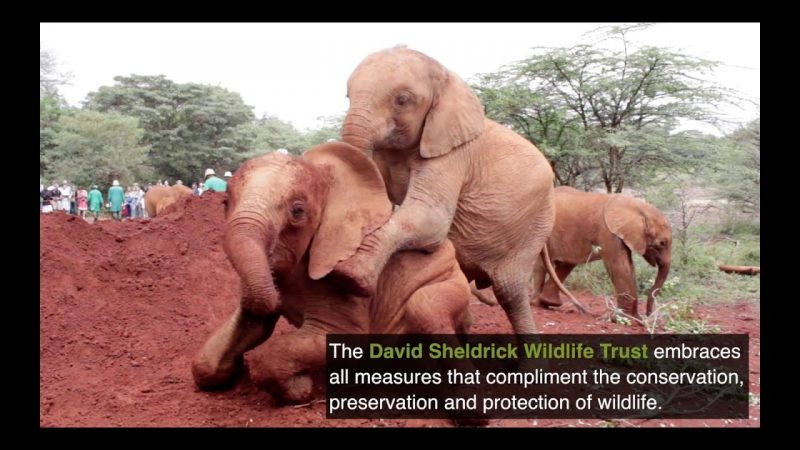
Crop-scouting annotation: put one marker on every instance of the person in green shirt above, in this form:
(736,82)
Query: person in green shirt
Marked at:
(116,196)
(95,201)
(214,183)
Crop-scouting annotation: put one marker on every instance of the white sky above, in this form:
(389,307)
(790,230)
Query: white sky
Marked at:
(298,72)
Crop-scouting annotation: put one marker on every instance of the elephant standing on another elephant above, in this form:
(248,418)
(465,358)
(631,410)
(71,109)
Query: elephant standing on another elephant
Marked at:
(454,173)
(158,198)
(618,224)
(289,221)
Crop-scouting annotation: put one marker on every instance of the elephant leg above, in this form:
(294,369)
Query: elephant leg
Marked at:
(619,266)
(421,223)
(485,296)
(539,277)
(221,358)
(284,365)
(550,294)
(439,308)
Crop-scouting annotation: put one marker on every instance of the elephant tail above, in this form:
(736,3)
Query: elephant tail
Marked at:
(546,256)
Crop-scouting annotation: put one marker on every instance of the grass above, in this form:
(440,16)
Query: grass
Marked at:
(694,277)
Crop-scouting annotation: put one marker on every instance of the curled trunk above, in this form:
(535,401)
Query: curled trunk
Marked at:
(246,243)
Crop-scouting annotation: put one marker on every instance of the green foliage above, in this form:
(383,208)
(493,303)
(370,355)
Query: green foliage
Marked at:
(738,175)
(50,111)
(188,127)
(92,147)
(605,115)
(49,77)
(680,317)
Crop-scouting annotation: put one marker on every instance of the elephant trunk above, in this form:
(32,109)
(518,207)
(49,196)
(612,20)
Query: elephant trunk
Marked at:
(246,244)
(357,130)
(663,270)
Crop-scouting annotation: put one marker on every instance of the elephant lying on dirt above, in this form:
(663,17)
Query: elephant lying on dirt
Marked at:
(617,224)
(159,197)
(289,221)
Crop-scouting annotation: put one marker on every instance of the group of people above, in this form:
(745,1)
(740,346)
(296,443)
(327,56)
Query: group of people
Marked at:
(122,203)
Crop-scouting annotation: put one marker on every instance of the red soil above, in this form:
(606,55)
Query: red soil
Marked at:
(124,306)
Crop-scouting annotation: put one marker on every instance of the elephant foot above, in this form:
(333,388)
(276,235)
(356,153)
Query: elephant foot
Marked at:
(548,302)
(356,276)
(210,375)
(294,390)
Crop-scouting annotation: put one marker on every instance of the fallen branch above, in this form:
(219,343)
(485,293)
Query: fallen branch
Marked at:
(742,270)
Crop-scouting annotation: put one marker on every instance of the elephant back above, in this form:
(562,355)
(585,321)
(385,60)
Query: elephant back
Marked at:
(624,216)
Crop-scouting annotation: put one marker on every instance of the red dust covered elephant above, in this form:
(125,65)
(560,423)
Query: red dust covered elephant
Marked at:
(289,221)
(158,198)
(591,226)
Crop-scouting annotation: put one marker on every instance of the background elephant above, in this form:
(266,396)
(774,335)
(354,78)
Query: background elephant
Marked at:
(159,197)
(289,220)
(618,224)
(455,174)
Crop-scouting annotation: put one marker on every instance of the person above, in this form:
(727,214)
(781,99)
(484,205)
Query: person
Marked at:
(95,201)
(66,194)
(116,196)
(137,195)
(47,199)
(127,207)
(55,197)
(214,183)
(82,199)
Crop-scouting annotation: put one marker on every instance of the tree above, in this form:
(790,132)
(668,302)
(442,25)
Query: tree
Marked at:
(188,127)
(49,78)
(331,129)
(739,168)
(50,111)
(93,147)
(271,133)
(616,106)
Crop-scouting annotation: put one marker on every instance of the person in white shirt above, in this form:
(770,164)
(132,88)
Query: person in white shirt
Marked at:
(66,193)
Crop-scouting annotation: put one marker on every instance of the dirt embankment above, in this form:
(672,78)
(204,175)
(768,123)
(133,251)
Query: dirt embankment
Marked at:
(124,306)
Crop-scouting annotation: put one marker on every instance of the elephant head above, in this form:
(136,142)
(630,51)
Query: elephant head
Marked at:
(281,210)
(645,231)
(401,99)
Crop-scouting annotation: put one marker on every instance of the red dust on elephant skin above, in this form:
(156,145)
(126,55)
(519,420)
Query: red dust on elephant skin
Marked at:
(124,306)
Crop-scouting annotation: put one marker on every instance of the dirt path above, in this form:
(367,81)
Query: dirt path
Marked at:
(124,307)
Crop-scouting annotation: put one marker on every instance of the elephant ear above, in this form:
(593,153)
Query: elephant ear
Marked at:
(455,118)
(624,218)
(357,204)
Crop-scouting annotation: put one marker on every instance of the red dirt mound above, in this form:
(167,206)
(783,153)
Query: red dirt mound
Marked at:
(124,306)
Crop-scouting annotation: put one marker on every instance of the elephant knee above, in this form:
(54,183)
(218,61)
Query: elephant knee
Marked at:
(210,374)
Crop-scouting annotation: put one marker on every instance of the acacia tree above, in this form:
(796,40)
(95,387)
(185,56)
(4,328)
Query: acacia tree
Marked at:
(50,79)
(739,168)
(188,126)
(93,147)
(621,101)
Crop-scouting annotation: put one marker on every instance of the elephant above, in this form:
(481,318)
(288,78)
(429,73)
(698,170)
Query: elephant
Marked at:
(618,224)
(454,174)
(289,220)
(159,197)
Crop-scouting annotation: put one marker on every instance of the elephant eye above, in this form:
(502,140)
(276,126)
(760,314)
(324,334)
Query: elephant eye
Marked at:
(298,210)
(402,99)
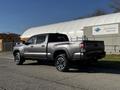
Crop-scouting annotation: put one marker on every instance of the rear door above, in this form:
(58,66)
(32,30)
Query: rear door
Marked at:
(40,47)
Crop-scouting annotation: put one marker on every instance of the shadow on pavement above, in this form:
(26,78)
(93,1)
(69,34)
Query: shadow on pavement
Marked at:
(48,63)
(112,67)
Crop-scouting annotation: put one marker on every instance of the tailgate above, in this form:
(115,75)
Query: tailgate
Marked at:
(94,45)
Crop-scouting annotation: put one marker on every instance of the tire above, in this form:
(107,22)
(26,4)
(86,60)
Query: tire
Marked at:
(61,63)
(18,59)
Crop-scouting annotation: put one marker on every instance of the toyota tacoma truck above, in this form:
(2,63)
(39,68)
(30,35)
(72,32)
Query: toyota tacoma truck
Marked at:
(57,47)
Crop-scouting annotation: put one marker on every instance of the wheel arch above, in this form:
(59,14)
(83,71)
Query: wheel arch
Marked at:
(58,52)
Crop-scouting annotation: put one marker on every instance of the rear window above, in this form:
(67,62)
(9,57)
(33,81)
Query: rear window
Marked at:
(57,38)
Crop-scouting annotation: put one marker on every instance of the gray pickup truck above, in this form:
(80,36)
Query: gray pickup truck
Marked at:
(57,47)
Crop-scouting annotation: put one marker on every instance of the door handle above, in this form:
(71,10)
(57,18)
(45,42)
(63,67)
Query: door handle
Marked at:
(43,46)
(31,46)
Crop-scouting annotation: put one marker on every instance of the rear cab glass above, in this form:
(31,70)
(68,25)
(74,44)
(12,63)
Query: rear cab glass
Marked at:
(57,38)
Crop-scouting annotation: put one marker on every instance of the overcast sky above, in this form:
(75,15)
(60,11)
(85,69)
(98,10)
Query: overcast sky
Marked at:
(18,15)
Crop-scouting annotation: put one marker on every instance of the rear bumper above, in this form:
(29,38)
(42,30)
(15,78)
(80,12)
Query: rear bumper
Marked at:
(89,55)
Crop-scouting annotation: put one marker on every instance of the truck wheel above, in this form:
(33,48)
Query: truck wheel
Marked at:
(18,59)
(61,63)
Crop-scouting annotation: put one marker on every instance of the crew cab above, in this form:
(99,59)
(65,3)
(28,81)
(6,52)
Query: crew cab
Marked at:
(58,48)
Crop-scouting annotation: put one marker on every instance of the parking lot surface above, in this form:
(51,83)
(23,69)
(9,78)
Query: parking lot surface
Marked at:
(44,76)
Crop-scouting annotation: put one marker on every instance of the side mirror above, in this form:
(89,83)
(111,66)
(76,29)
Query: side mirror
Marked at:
(27,43)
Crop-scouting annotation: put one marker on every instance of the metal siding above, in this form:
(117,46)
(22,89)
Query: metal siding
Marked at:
(75,25)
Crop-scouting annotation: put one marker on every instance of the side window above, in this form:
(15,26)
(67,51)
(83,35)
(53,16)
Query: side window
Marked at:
(32,40)
(40,39)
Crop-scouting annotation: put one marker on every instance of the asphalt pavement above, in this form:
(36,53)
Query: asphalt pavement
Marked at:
(44,76)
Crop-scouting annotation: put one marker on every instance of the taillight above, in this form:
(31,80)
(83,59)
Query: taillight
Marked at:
(82,45)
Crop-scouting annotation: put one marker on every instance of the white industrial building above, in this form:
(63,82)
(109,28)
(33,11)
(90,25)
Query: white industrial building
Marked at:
(94,27)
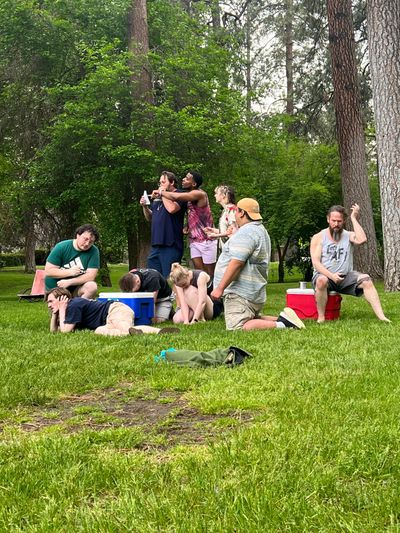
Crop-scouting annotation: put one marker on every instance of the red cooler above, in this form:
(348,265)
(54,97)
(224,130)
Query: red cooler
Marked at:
(303,302)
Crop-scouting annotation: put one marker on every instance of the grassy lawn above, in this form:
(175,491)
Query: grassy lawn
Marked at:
(95,436)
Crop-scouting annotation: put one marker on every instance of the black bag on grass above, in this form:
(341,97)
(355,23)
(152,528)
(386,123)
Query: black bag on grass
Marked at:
(219,356)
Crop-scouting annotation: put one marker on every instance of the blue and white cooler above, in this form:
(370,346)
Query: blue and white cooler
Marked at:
(142,304)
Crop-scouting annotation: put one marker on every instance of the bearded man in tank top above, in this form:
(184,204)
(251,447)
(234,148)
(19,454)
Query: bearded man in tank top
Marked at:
(332,258)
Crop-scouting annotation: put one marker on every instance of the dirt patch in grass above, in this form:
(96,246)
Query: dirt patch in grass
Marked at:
(164,418)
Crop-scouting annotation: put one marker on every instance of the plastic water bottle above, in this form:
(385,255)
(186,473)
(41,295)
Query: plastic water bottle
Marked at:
(146,197)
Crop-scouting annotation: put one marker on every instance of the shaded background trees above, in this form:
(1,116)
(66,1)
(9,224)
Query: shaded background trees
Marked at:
(97,97)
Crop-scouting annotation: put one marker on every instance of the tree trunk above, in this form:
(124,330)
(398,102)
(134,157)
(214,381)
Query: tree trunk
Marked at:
(104,272)
(30,242)
(142,96)
(384,51)
(289,57)
(248,25)
(349,129)
(216,15)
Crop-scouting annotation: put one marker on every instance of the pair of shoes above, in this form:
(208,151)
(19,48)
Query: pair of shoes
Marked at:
(134,331)
(164,331)
(290,319)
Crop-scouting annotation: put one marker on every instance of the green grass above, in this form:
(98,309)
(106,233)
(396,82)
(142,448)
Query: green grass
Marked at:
(317,448)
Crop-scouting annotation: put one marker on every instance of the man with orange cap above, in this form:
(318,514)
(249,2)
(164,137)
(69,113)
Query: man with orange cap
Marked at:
(241,274)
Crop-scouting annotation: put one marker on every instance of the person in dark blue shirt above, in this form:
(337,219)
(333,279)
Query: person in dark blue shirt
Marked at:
(167,219)
(104,318)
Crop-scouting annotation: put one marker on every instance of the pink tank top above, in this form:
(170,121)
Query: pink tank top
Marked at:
(198,219)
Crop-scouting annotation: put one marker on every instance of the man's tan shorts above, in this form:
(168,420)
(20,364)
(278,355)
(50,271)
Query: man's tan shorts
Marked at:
(238,311)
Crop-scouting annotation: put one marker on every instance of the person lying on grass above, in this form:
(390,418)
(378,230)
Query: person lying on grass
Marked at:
(104,318)
(192,289)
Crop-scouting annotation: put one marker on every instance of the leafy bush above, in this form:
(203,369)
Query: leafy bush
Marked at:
(13,259)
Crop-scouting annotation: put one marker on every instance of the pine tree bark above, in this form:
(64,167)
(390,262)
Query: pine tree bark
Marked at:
(30,241)
(350,131)
(384,52)
(142,95)
(289,57)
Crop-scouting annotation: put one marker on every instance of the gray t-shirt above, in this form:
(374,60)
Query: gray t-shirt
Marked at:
(337,256)
(250,244)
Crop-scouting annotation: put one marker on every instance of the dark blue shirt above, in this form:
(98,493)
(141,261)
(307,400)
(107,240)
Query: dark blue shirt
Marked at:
(167,228)
(87,314)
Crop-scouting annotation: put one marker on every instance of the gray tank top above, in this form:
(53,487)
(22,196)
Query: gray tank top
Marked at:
(337,256)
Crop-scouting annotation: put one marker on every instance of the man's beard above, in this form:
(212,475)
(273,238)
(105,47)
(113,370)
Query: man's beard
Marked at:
(336,234)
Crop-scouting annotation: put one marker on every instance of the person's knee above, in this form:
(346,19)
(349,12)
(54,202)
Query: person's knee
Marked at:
(178,318)
(366,283)
(321,283)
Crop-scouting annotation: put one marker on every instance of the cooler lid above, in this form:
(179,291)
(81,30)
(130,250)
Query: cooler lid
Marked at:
(300,291)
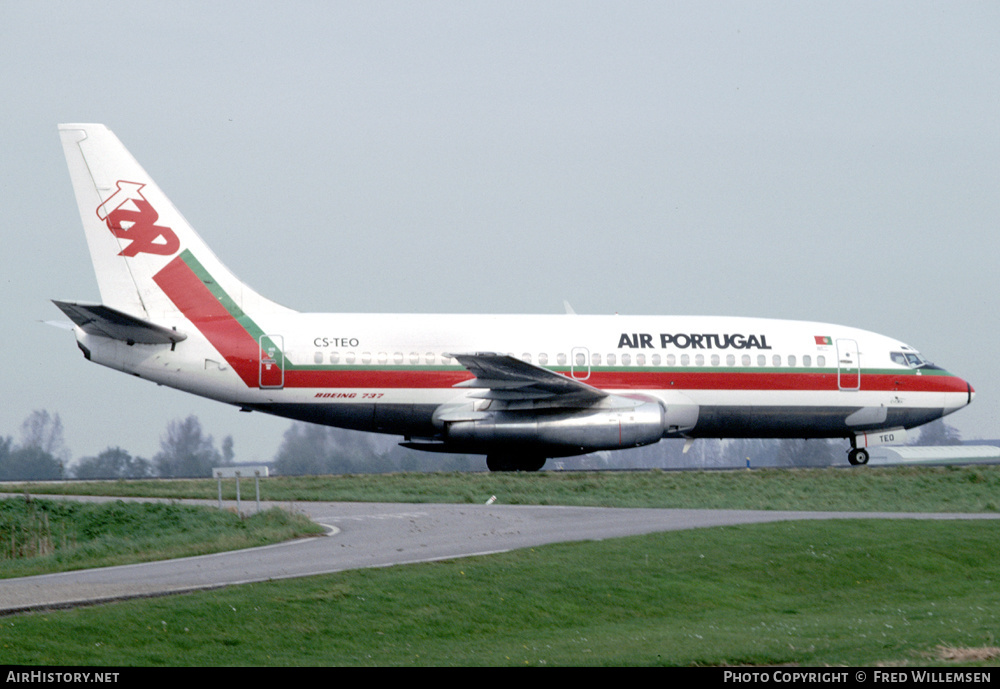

· · ·

What you are asked to do: Report each line of the records that contains the string "metal", copying the lines in full. Case counts.

Solution for this task:
Crop-scouting annotation: put one marker on every instance of the metal siding above, in this form:
Query: metal siding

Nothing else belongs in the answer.